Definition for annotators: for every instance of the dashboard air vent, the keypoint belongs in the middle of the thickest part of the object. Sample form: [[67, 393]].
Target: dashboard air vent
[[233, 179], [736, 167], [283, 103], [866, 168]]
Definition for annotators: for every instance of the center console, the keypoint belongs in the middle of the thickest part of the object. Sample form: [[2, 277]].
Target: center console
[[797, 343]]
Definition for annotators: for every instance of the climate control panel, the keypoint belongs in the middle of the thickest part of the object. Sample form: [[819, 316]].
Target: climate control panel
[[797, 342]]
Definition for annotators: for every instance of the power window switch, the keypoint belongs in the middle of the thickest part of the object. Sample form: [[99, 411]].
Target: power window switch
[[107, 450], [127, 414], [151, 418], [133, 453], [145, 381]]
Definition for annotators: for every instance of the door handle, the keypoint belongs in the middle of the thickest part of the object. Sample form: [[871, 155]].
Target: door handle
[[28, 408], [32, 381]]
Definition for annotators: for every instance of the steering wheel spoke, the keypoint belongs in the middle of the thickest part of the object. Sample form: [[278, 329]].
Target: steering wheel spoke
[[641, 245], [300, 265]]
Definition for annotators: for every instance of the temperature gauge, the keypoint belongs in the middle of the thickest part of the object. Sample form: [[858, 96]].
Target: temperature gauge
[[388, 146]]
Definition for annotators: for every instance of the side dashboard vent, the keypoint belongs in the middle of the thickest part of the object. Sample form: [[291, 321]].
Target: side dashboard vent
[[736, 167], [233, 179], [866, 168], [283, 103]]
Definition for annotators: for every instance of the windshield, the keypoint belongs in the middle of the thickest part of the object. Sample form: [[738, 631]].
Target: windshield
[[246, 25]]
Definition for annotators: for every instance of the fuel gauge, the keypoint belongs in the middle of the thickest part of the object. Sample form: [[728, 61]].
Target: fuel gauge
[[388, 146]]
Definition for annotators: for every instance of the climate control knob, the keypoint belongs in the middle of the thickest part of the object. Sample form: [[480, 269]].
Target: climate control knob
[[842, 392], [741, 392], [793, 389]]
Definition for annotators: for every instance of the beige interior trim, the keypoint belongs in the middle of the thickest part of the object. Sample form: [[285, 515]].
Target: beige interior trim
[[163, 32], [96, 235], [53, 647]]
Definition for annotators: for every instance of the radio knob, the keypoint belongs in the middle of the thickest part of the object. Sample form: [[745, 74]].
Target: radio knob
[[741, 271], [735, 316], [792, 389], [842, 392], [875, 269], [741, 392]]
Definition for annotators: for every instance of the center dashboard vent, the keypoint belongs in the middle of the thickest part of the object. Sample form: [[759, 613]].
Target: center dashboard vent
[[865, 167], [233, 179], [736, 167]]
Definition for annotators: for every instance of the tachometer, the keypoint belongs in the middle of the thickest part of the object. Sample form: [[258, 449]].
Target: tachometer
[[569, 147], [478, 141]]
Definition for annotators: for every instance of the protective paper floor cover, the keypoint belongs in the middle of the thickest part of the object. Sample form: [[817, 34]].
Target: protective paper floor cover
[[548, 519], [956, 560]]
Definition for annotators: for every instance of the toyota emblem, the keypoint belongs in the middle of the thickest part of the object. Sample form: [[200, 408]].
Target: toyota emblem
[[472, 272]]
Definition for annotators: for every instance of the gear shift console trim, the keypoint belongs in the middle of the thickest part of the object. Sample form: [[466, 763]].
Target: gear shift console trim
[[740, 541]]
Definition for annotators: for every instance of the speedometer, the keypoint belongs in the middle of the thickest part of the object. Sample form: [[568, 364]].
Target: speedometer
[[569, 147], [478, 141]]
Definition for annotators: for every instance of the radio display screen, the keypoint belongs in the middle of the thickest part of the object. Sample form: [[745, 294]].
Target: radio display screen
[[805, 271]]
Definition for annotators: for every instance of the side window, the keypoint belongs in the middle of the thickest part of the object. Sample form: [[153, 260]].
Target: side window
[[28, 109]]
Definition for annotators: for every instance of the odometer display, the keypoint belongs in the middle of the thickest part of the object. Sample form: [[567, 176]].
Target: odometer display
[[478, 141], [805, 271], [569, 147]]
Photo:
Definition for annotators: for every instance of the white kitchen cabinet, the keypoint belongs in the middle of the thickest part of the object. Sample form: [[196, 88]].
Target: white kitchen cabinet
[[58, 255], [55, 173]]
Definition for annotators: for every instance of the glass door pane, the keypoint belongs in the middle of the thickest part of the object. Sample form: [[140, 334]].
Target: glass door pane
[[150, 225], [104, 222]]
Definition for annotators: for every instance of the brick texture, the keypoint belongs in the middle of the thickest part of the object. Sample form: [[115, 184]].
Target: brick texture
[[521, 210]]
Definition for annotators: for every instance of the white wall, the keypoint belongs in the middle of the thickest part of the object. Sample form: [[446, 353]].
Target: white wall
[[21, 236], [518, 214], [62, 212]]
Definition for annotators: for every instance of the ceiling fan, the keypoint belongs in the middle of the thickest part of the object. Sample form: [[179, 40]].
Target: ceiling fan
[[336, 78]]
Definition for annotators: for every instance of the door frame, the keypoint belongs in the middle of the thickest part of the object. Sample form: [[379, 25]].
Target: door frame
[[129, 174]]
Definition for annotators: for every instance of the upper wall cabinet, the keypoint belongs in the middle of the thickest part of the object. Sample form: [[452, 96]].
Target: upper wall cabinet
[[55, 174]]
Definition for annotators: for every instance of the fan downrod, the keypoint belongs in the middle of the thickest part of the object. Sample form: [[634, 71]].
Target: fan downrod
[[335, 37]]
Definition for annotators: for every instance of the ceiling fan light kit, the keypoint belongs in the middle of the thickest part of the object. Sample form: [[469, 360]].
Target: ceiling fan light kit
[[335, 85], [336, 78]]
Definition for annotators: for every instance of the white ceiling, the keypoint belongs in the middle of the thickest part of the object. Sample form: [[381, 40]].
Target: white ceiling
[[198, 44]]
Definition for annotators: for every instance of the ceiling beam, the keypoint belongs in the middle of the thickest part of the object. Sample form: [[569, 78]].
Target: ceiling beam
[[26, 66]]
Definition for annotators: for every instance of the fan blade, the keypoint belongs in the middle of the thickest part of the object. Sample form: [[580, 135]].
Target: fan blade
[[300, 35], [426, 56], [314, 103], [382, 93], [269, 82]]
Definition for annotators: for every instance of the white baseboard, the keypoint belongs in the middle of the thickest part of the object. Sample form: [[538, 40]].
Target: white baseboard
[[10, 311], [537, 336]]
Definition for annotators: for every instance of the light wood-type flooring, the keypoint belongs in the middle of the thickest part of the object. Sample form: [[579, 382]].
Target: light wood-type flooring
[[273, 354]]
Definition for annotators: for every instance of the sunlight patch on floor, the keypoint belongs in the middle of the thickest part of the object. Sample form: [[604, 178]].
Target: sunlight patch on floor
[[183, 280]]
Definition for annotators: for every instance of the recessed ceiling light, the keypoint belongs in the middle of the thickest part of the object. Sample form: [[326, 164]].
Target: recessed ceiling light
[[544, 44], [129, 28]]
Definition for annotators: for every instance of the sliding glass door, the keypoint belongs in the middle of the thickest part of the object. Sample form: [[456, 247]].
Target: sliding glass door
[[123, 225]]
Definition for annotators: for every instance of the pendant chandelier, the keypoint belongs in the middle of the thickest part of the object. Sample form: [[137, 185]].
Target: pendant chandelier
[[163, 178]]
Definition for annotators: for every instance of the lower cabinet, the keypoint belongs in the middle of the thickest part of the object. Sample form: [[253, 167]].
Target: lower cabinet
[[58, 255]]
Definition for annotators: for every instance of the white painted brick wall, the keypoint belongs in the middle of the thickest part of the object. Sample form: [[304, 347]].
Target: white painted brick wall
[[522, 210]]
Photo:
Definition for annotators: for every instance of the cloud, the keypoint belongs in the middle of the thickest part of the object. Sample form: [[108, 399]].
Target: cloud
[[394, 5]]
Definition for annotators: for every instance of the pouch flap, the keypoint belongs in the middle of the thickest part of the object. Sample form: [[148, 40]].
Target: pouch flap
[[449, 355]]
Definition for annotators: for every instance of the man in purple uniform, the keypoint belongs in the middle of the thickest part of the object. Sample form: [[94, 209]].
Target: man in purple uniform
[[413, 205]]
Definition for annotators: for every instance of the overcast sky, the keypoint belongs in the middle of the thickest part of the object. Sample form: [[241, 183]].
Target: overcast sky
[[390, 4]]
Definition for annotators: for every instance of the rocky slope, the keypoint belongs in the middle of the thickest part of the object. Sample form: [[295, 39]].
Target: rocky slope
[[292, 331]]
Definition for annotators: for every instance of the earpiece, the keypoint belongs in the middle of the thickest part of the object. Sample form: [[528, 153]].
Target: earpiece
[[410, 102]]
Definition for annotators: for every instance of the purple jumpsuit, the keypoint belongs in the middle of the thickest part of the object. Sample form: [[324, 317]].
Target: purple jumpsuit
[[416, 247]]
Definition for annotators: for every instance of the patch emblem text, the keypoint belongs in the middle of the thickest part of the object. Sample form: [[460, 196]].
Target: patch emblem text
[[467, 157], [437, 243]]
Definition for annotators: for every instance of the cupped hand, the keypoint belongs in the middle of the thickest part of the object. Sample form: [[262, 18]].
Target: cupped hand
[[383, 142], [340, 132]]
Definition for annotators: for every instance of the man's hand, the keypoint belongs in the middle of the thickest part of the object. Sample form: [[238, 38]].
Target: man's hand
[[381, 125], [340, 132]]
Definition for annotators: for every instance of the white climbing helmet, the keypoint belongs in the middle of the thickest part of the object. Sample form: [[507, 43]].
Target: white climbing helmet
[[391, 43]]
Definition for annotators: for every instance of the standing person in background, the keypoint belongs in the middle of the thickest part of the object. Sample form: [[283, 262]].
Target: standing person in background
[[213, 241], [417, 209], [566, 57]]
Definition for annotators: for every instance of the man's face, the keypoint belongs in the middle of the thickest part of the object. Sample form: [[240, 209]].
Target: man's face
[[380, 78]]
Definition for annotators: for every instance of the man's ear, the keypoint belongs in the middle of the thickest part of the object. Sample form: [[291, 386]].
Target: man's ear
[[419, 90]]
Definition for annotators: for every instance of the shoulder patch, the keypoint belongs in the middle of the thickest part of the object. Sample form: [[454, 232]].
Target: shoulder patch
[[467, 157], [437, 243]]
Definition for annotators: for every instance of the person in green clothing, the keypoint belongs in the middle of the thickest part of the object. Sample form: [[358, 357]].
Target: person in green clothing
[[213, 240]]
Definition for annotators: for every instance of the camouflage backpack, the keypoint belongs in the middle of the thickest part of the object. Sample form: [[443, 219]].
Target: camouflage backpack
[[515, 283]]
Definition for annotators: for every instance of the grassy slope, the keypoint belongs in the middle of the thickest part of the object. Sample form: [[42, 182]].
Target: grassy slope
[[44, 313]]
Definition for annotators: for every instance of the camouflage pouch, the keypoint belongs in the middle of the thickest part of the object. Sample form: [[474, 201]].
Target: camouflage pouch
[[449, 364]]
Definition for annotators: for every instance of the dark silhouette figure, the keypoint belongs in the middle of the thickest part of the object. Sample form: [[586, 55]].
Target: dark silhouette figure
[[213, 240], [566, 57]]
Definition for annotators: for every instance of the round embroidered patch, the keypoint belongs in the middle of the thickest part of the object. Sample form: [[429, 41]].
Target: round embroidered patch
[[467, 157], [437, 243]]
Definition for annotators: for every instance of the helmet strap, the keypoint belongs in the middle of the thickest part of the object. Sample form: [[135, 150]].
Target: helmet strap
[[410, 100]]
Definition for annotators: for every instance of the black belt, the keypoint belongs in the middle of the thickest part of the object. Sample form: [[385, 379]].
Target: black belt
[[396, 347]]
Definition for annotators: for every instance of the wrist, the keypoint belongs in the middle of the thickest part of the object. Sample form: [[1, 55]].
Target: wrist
──────────
Rewrite the material starting at its beginning and ending at the line that contains "[[233, 179], [736, 167], [283, 103], [866, 168]]", substituting "front air vent" for "dashboard air vent" and keeping everything else unchanged.

• [CORRECT OUTPUT]:
Definition for annotators: for every instance of the front air vent, the keypoint belongs in the middle of the thickest part of the object. Sample form: [[67, 393]].
Target: front air vent
[[233, 179], [736, 167], [283, 103], [866, 168]]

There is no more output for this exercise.